**GOAL OF THE EXERCISE:**
Please retype every entry below, keeping it exactly the same.

Saved data entries

**********

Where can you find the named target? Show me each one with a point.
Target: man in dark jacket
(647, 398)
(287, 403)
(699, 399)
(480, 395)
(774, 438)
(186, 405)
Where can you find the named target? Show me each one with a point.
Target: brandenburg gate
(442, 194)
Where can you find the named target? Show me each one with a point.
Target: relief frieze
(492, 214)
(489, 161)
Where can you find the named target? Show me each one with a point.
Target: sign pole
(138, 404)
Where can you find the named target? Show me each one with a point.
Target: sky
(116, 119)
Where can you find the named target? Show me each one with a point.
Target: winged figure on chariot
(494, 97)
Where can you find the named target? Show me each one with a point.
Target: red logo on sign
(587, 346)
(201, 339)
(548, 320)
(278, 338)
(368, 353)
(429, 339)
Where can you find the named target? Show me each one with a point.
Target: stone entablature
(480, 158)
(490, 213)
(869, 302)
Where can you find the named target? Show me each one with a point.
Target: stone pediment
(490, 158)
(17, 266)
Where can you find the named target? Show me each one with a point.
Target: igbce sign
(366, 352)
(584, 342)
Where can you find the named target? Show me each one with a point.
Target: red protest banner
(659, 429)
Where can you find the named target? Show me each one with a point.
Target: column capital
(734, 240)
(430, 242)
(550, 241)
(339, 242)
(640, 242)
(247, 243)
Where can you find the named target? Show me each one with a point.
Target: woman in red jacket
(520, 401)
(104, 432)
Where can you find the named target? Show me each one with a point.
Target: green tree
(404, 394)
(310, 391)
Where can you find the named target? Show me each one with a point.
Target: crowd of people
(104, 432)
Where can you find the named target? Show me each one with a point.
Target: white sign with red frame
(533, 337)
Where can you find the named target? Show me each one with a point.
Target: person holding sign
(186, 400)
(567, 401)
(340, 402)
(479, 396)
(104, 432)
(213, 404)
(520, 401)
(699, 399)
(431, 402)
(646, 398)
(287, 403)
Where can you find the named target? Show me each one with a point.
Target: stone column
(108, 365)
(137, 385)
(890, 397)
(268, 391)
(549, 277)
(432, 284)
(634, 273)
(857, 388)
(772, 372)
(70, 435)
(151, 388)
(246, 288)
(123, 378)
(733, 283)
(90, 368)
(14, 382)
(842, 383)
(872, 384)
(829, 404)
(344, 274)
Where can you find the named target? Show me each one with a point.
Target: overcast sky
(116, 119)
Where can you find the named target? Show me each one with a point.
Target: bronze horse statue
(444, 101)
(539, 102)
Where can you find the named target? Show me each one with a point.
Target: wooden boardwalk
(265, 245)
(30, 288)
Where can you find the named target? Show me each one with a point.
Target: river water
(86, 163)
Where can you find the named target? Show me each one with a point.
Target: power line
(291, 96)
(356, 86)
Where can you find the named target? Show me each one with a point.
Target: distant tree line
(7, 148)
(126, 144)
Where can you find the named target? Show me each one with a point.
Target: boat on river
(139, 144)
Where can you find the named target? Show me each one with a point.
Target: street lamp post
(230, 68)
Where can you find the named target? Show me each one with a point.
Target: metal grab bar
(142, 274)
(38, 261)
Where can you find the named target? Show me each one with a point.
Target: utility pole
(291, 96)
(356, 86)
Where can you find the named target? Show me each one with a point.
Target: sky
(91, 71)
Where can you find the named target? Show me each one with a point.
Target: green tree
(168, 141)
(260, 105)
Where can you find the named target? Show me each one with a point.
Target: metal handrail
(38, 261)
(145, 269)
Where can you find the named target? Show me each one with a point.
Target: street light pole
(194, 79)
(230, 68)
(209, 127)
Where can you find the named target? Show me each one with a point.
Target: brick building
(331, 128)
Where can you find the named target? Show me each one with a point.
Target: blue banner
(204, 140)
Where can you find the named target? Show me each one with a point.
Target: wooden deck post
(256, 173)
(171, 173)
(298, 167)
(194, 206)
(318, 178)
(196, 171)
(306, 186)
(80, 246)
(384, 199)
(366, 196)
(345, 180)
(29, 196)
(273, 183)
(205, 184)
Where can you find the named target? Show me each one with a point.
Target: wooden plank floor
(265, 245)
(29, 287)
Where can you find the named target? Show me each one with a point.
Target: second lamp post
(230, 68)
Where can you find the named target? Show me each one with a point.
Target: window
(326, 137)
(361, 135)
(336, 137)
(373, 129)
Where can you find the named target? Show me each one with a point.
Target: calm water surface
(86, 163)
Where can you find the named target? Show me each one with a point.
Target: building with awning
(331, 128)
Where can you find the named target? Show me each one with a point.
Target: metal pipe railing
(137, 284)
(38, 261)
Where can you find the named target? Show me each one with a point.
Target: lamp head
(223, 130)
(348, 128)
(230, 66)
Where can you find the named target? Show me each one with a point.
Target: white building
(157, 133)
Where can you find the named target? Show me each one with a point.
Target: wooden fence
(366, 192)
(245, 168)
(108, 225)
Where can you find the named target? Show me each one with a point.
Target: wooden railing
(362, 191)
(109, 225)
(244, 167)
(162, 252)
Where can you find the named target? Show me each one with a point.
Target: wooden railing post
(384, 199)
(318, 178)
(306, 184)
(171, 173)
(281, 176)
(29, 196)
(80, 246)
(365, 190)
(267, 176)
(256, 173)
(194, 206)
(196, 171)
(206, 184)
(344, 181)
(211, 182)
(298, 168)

**********

**SOLUTION:**
Where can you find the named target? Show me each one with a point.
Target: man in dark jacket
(647, 398)
(287, 403)
(699, 399)
(480, 395)
(774, 438)
(186, 405)
Where can you find the named target? Show me each one with a point.
Target: brandenburg gate
(442, 194)
Where can you find the named target? Show me each one with a point.
Target: relief frieze
(492, 214)
(489, 161)
Where can you find the named target? Show me each one with a point.
Target: sign pole
(138, 404)
Where can you find the named target? Show me each one with a point.
Target: sky
(116, 119)
Where can you find the named target? Show me each one with a point.
Target: winged figure on chariot
(494, 97)
Where can you find the named target? Show me each one with a point.
Target: red logo on sign
(587, 346)
(201, 339)
(548, 320)
(278, 338)
(368, 353)
(429, 339)
Where can you find the named target? Show me each one with a point.
Target: stone entablature
(480, 158)
(490, 213)
(869, 302)
Where can you find the named target? Show me each one with a point.
Target: stone pediment
(490, 158)
(17, 266)
Where can you find the named target? Show me each one with a point.
Target: igbce sign
(366, 352)
(584, 342)
Where can you find the named target? Show me each one with a point.
Target: red protest banner
(659, 429)
Where can you find the named target? Show me each one with a point.
Target: column capital
(734, 240)
(430, 242)
(550, 241)
(339, 242)
(640, 242)
(247, 243)
Where can you find the named target? Show me each one with a point.
Target: woman in red jacket
(520, 401)
(104, 432)
Where can you find the named target? Show me each one with a point.
Target: green tree
(404, 394)
(310, 391)
Where can you find the named target? Show me each one with a point.
Target: crowd of people
(104, 432)
Where can you find the named target? Show me each one with a point.
Target: white sign with red frame
(533, 337)
Where can you find the named target? Show me each one with a point.
Target: person holding sign
(186, 400)
(567, 401)
(340, 402)
(479, 396)
(104, 432)
(213, 404)
(520, 401)
(699, 399)
(431, 402)
(646, 398)
(287, 403)
Where can you find the named target? Show me each one with a point.
Target: stone column
(108, 365)
(137, 385)
(890, 397)
(268, 391)
(549, 277)
(432, 284)
(634, 273)
(857, 388)
(772, 372)
(70, 435)
(151, 388)
(246, 288)
(123, 378)
(733, 283)
(90, 368)
(14, 382)
(842, 383)
(872, 384)
(829, 404)
(344, 274)
Where can you find the named target? Show me each one with a point.
Target: overcast sky
(116, 119)
Where can you find the named target? Show me each one with a point.
Target: bronze horse statue
(444, 101)
(539, 102)
Where can you find the named target? Show me each one with a point.
Target: wooden boardwalk
(265, 245)
(30, 288)
Where can you find the named target? Show me each one with a point.
Target: river water
(86, 163)
Where can you find the named target? Show me each one with a point.
Target: power line
(291, 96)
(356, 86)
Where can you find the named target? Show me each one with a point.
Target: distant tree line
(7, 148)
(126, 144)
Where can you find the named target? Show me each one with a point.
Target: boat on river
(139, 144)
Where can you find the named target? Show me each one with a point.
Target: street lamp post
(230, 68)
Where can you find the named target? Show me each one with a point.
Target: metal grab bar
(142, 274)
(38, 261)
Where can you find the named target? Show me each one with a point.
Target: utility pole
(291, 96)
(356, 86)
Where can you find the named target? Show me each one with a point.
Target: sky
(91, 71)
Where can you find the named target? Show me each one with a point.
Target: green tree
(168, 141)
(260, 105)
Where can you find the named target? Show me each one with a point.
Target: metal handrail
(38, 261)
(145, 269)
Where can you find the named target? Show me each one with a point.
Target: street light pole
(194, 79)
(230, 68)
(209, 127)
Where can you find the named target? Show me each one with a point.
Target: brick building
(331, 128)
Where can you find the named target? Show me each one with a point.
Target: blue banner
(204, 140)
Where can you find the named target? Show me each one with a point.
Target: wooden deck post
(256, 173)
(171, 173)
(298, 167)
(194, 206)
(318, 178)
(196, 171)
(306, 186)
(80, 246)
(384, 199)
(366, 196)
(345, 180)
(29, 196)
(273, 183)
(205, 184)
Where can you find the named target? Show me each one with a point.
Target: wooden plank floor
(265, 245)
(29, 287)
Where can you find the named target? Show me each one with a point.
Target: second lamp post
(230, 68)
Where can you find the named target? Show me each one with a point.
Target: window
(326, 137)
(361, 135)
(336, 137)
(373, 129)
Where can you find the named target? Show me each one with a point.
Target: calm water surface
(86, 163)
Where can you find the named target? Show me each one with a point.
Target: building with awning
(331, 128)
Where can you find the named target? Show me each one with a point.
Target: metal pipe railing
(137, 284)
(38, 261)
Where can you find the named target? Show me each one with a point.
Target: lamp head
(223, 130)
(348, 128)
(230, 66)
Where can you find the named target? Show me each one with a point.
Target: white building
(157, 133)
Where can you find the named target? Show me each one with a point.
Target: wooden fence
(366, 192)
(245, 168)
(108, 225)
Where can you find the named target? Show me each one with a point.
Target: wooden railing
(362, 191)
(109, 225)
(244, 167)
(162, 252)
Where can you find the named target? Show me each one with a point.
Target: wooden railing post
(384, 199)
(318, 178)
(306, 184)
(171, 173)
(281, 176)
(29, 196)
(80, 246)
(365, 190)
(267, 176)
(256, 173)
(194, 206)
(196, 171)
(206, 184)
(344, 181)
(211, 182)
(298, 168)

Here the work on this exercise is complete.